### Task brief
Identify each line below that contains the word "front", and copy it out.

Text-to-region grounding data
━━━

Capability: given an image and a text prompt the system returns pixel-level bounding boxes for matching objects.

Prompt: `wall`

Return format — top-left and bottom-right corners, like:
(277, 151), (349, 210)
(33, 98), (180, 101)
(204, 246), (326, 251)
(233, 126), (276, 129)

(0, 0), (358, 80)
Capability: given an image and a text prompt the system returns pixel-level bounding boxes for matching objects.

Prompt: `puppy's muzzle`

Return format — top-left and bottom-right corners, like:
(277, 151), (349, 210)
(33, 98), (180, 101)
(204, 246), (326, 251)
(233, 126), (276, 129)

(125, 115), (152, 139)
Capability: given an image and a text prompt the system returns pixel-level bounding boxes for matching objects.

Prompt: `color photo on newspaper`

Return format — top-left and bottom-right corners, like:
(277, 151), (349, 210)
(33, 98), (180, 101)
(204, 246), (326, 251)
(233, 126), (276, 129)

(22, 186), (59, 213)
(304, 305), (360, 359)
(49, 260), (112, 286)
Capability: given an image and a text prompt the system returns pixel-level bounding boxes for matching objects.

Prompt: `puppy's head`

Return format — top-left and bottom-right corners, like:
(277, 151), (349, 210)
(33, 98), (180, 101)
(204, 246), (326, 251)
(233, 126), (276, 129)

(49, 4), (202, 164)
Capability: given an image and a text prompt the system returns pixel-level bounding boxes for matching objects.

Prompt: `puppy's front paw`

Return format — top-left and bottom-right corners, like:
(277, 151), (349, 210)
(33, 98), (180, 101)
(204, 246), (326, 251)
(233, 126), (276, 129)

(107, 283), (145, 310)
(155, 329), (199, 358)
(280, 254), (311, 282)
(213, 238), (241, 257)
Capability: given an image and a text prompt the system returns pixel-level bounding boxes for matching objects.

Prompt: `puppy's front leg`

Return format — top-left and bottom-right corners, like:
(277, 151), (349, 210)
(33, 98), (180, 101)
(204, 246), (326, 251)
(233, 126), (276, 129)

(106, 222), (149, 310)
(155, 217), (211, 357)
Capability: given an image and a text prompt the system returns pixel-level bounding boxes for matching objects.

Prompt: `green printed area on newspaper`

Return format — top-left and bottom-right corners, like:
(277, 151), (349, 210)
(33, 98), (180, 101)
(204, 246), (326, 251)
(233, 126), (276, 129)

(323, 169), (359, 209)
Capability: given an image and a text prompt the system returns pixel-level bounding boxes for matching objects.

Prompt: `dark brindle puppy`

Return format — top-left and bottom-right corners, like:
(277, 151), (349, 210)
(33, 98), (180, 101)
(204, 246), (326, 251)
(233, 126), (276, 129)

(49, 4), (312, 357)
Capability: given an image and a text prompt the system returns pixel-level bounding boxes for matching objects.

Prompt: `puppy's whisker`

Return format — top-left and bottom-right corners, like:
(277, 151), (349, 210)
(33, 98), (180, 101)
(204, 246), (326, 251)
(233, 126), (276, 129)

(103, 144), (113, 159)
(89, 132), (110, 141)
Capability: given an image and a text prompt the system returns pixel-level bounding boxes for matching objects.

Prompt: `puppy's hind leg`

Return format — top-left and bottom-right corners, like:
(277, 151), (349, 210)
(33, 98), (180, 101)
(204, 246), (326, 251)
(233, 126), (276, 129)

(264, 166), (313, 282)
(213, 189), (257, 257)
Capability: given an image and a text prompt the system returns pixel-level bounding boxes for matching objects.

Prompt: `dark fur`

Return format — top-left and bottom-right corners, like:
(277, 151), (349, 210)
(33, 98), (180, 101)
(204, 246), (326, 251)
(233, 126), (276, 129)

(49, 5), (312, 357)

━━━

### Task response
Prompt: `puppy's front paw`
Prompt: `puppy's front leg`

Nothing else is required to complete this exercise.